'''

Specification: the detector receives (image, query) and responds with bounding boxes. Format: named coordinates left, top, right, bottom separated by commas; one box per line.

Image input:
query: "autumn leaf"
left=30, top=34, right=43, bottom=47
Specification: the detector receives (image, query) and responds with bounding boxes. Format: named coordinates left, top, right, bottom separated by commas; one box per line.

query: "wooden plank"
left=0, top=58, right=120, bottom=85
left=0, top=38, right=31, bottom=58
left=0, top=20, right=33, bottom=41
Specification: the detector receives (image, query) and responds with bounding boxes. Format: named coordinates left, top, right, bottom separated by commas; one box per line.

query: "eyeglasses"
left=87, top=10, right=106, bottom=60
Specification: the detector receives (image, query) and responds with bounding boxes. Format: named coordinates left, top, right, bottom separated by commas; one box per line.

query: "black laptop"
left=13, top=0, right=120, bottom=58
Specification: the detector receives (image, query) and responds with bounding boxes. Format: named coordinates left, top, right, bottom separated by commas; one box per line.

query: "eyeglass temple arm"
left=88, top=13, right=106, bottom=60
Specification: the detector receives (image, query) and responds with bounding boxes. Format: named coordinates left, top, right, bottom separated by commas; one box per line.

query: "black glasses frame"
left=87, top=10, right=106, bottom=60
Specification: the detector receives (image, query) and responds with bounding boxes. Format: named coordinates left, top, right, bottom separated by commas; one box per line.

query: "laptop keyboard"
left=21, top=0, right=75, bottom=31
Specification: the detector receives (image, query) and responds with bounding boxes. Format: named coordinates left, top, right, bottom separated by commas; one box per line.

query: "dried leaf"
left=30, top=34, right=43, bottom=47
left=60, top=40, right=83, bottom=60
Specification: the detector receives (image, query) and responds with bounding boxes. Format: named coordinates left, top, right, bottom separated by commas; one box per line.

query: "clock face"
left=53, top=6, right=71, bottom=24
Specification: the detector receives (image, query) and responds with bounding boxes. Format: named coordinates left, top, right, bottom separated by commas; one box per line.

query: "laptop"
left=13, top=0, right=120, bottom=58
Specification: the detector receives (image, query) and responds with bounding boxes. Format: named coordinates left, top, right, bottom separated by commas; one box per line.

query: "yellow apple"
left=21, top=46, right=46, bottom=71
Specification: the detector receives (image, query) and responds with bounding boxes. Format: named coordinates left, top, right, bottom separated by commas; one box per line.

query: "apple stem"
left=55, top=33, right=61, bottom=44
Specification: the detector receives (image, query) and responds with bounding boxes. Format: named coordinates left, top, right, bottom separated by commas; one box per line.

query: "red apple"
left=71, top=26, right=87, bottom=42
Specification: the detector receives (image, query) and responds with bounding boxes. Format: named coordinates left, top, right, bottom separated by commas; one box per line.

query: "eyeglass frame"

'''

ÉNONCÉ ÉCRIT:
Présentez sous forme de tableau Markdown les lignes des enregistrements, de la toute première jusqu'à celle qui contient « left=88, top=13, right=106, bottom=60 », toutes deux incluses, en omettant les lignes vides. Intitulez les colonnes « N° » pour le numéro de rang et « Ligne » pour le texte.

RÉSULTAT DE L'EXERCICE:
| N° | Ligne |
|---|---|
| 1 | Specification: the detector receives (image, query) and responds with bounding boxes. Format: named coordinates left, top, right, bottom separated by commas; one box per line. |
| 2 | Image input: |
| 3 | query: "autumn leaf" |
| 4 | left=30, top=34, right=43, bottom=47 |
| 5 | Specification: the detector receives (image, query) and responds with bounding boxes. Format: named coordinates left, top, right, bottom separated by commas; one box per line. |
| 6 | query: "wooden plank" |
| 7 | left=0, top=58, right=120, bottom=85 |
| 8 | left=0, top=38, right=31, bottom=58 |
| 9 | left=0, top=20, right=33, bottom=41 |
| 10 | Specification: the detector receives (image, query) and responds with bounding boxes. Format: named coordinates left, top, right, bottom separated by commas; one box per line. |
| 11 | query: "eyeglasses" |
| 12 | left=87, top=10, right=106, bottom=60 |
| 13 | Specification: the detector receives (image, query) and responds with bounding boxes. Format: named coordinates left, top, right, bottom separated by commas; one box per line. |
| 14 | query: "black laptop" |
| 15 | left=13, top=0, right=120, bottom=58 |
| 16 | Specification: the detector receives (image, query) and responds with bounding boxes. Format: named coordinates left, top, right, bottom separated by commas; one box per line. |
| 17 | query: "eyeglass temple arm" |
| 18 | left=88, top=13, right=106, bottom=60 |